Data rows =
§ §
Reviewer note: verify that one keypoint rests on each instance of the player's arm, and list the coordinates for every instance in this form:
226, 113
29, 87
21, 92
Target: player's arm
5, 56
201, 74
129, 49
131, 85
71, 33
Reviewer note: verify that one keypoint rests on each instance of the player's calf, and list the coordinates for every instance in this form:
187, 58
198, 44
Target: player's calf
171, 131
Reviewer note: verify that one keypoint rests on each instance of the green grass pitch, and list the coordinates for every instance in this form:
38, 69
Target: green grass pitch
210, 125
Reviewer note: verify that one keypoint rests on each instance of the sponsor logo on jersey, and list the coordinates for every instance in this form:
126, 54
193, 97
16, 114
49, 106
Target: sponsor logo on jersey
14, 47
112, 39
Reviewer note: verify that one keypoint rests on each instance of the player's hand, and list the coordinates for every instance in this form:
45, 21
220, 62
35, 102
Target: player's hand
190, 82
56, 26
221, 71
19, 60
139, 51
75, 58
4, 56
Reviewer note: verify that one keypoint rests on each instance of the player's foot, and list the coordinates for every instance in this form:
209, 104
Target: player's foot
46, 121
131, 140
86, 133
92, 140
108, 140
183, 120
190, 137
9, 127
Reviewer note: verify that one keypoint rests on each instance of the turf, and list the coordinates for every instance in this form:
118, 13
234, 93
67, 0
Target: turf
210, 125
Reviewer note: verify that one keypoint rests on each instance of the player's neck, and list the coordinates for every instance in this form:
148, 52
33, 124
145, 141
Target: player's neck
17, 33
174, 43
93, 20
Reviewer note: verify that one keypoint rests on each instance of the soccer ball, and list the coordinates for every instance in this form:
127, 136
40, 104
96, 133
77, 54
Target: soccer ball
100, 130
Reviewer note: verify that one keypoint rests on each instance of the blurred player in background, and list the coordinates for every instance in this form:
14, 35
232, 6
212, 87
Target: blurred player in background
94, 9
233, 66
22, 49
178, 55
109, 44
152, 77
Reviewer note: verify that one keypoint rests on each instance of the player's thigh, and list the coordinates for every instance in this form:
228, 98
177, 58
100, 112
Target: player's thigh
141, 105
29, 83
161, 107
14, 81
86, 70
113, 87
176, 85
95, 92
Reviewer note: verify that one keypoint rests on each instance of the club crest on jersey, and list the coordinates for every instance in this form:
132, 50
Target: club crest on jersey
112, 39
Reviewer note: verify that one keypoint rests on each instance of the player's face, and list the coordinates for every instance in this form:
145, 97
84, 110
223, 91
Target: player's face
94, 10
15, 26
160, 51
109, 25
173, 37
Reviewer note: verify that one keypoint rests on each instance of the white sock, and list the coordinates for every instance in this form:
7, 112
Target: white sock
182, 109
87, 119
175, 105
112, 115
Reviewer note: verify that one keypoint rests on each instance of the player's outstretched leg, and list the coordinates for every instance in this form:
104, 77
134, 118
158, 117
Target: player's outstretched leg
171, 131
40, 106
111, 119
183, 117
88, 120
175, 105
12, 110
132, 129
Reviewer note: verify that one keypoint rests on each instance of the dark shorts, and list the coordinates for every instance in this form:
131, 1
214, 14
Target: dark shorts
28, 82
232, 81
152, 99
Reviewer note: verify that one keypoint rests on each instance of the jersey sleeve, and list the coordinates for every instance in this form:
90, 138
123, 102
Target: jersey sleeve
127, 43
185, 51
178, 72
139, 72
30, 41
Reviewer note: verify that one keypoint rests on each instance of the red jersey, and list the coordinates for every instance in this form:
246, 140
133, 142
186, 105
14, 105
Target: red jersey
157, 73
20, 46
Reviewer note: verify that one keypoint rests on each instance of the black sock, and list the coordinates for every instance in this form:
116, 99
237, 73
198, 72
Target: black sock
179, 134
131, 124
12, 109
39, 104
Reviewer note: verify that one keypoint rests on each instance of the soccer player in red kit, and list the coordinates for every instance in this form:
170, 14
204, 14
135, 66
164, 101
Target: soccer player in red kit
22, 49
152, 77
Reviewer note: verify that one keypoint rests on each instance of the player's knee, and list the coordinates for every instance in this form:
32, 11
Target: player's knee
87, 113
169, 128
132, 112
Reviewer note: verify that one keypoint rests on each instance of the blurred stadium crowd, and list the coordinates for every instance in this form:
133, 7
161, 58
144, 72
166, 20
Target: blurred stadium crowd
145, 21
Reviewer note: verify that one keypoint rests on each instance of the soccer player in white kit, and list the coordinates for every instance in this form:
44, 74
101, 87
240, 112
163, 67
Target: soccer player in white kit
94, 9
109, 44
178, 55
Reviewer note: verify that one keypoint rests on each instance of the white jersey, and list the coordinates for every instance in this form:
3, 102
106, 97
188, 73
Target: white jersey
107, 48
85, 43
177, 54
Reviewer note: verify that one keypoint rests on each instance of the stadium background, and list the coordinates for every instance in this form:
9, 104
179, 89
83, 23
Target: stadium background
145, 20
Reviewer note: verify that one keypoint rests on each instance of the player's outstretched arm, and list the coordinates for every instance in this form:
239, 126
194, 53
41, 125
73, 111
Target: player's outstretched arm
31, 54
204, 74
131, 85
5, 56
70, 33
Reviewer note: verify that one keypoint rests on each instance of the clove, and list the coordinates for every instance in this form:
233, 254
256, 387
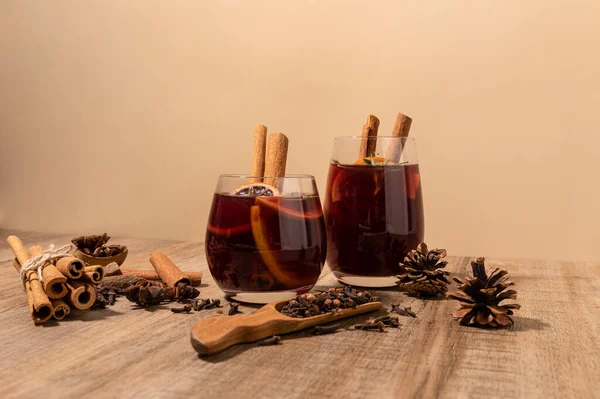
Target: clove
184, 309
321, 330
234, 309
406, 311
274, 340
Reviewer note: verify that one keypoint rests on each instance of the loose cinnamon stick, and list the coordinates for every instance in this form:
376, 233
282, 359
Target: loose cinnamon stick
194, 277
258, 154
82, 296
92, 275
167, 270
61, 309
276, 158
70, 267
401, 129
52, 279
40, 307
368, 144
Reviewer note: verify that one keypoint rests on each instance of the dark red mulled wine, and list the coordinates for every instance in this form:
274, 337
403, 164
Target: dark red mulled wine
374, 217
265, 244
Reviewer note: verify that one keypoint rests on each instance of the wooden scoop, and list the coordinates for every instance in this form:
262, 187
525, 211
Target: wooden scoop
217, 333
§ §
Written task =
Write out the full set of lines verbatim, without the pictures.

Result for this task =
Reviewer note: verify that one keypoint rests on each instance of the player's arm, and list the coordinates for every instance in this form:
226, 113
29, 87
21, 92
Target: player's arm
5, 56
201, 74
129, 49
131, 85
71, 33
Reviewer note: verify that one keypoint rests on each instance of the player's calf, and list the coordinates for every instance in this form:
187, 58
198, 44
Target: player's calf
171, 131
Reviewer note: verify that one keypoint rests on each instance of the green grass pitch, and list the coordinates for every instance in this form:
38, 69
Target: green grass pitch
210, 125
Reviewer note: verify that one keypoint rests on each instance of the sponsor logo on jersey, and list the coordinates for every instance in this form:
126, 54
193, 97
16, 114
49, 106
Target: sponsor logo on jersey
14, 47
112, 39
Reviewer note: verify that one keypoint rests on each instance of the player's hand, and list the coordinates for every instance in this form:
45, 21
220, 62
35, 102
Target: player's hand
190, 82
56, 26
221, 71
19, 60
139, 51
75, 58
4, 56
Reviewer note: verify that one keypoint rests on each instance of the player's foot, and list the coordinates for every instance in this form:
209, 104
Target: player's foot
46, 121
131, 140
86, 133
92, 140
108, 140
183, 120
190, 137
9, 127
Reviewer note: verify that one keypoint rests on each instance of the turf, and list the coordinates for every instance in this form:
118, 13
234, 93
67, 0
Target: turf
210, 125
Reviewer note: verify that one keypoint rests on each instance of the player's neck, and list the coordinates for every instance in this form:
148, 52
33, 124
145, 141
Target: player's neck
17, 33
174, 43
93, 20
Reviewer note: verify that one keypoint rests on each instance of the soccer ball, and list the coordinates for every instance in this form:
127, 136
40, 104
96, 133
77, 54
Target: soccer ball
100, 130
Reviewer note: verify that one keypoint rests on each instance of the blurred player in background, and list the coordinates for every instance in this form:
14, 35
232, 6
212, 87
Target: blurred player in background
94, 9
233, 66
22, 49
178, 55
109, 44
152, 77
Reviewer note: verify that one keypoint rests on each instance of the player's thigh, and list the coordinates for every instance in this form:
228, 98
177, 58
100, 112
Target: player's thigh
141, 105
29, 83
161, 107
14, 81
86, 70
113, 87
176, 85
95, 92
Reviewer note: verify that one keypoint rests on each instance of the club crest on jersey, and list the coordinates for every instance in this form:
132, 50
Target: club crest on jersey
112, 39
Reviewer note: verify that one keypoint rests on each instance of the player's face, and list the coordinates for every instance in this form:
145, 97
84, 110
223, 91
Target: player's face
94, 10
15, 26
160, 51
109, 25
173, 37
Reviewer note: verify that one keypoint rests on each instance of the white sock, and list the coordinates for every instance in this form:
7, 112
Target: white sock
182, 109
87, 119
175, 105
112, 115
Reviewer note: verify that one keypoint rests on each instance of the player's outstretched leg, and list the coordinates for every instance in this form:
104, 77
134, 118
158, 117
Target: player's outstretched leg
171, 131
40, 106
111, 119
183, 117
88, 120
175, 105
12, 110
132, 129
Reviewer note: verify that one keypoint rests on each instance of the dark shorts, and list the coordinates for every instance in this form:
131, 1
214, 14
Target: dark shorts
28, 82
232, 81
152, 99
Reviewer note: verify that one keypoint rests on each instance of the jersey sleeve, and list the coordinates for every instance in this form:
90, 138
123, 102
Target: jersey sleeve
127, 43
185, 51
178, 72
139, 72
30, 41
Reviewer note: verify that one keypoint rests on each instance of the red jersey, and list the coordinates for every instance in this form:
246, 140
133, 142
186, 105
14, 105
Target: red jersey
157, 73
20, 46
Reviewer note: verify that one keypoint rests on each instance of the black sock, and list the coordinates for every instance in this form:
116, 99
237, 73
198, 72
Target: black sock
179, 134
131, 124
12, 109
39, 104
Reviewer note: verify that one keypoint rests on each instance of the soccer player in red kit, and list the coordinates for every instance in this form:
170, 14
204, 14
135, 66
164, 101
Target: soccer player in red kit
22, 49
152, 77
Reviewer note: verify that one keypoint rests on each instance of the player's knee, and list the coordinates for every instance in this form:
32, 11
Target: player's knee
87, 113
169, 128
132, 112
Reviewer note: verify that one keypoint rests on each instance of the blurred stadium crowd, and list the coordinates for every instance in this form:
133, 7
161, 58
144, 72
166, 20
Target: blurred stadium crowd
145, 21
Reviewer note: verify that one keypoint rests on each instance of the soccer player in white kit, and list the coordinates for every instance in this form:
44, 74
101, 87
240, 112
163, 67
Target: soccer player in white kit
94, 9
109, 44
178, 55
Reviewer note: verify that one keypoint rests on each instance of the white jersey, and list the coordinates for every instance in this form:
3, 102
106, 97
188, 73
Target: white jersey
107, 48
85, 43
177, 54
Reviewer note: verify that one keypoint rests on each instance of the stadium background, and list the coordinates for every instance in this form:
9, 104
179, 89
83, 23
Target: stadium background
145, 20
Reviewer note: verify that one keypoint rests on each instance of the player's outstretched arm, and list the coordinates for every instance in this form:
239, 126
194, 53
41, 125
73, 111
Target: player's outstretched arm
31, 54
204, 74
131, 85
5, 56
70, 33
Reviewer note: verify that one keypoint rests on each instance of the clove, and list the coordinates for every instance in this form:
233, 254
256, 387
Target: clove
184, 309
321, 330
234, 309
406, 311
274, 340
Reviewer note: verify that one keypoint rests on each instance of the loose cinnamon stick, and list the coordinates for every instance in this form:
376, 233
282, 359
Target: loose cinnamon stick
194, 277
258, 154
82, 296
92, 275
167, 270
61, 309
276, 158
70, 267
401, 129
52, 279
40, 307
368, 144
Reviewer note: verify that one keypoint rests on each instance of the dark red mulled wine, and list the coordinates for every instance in this form:
274, 337
403, 164
Target: dark red mulled wine
374, 217
265, 244
Reviewer note: verify that one keypoint rests on each instance of the wooden scoop, and list the coordinates for every instance in this form:
262, 187
525, 211
Target: wooden scoop
217, 333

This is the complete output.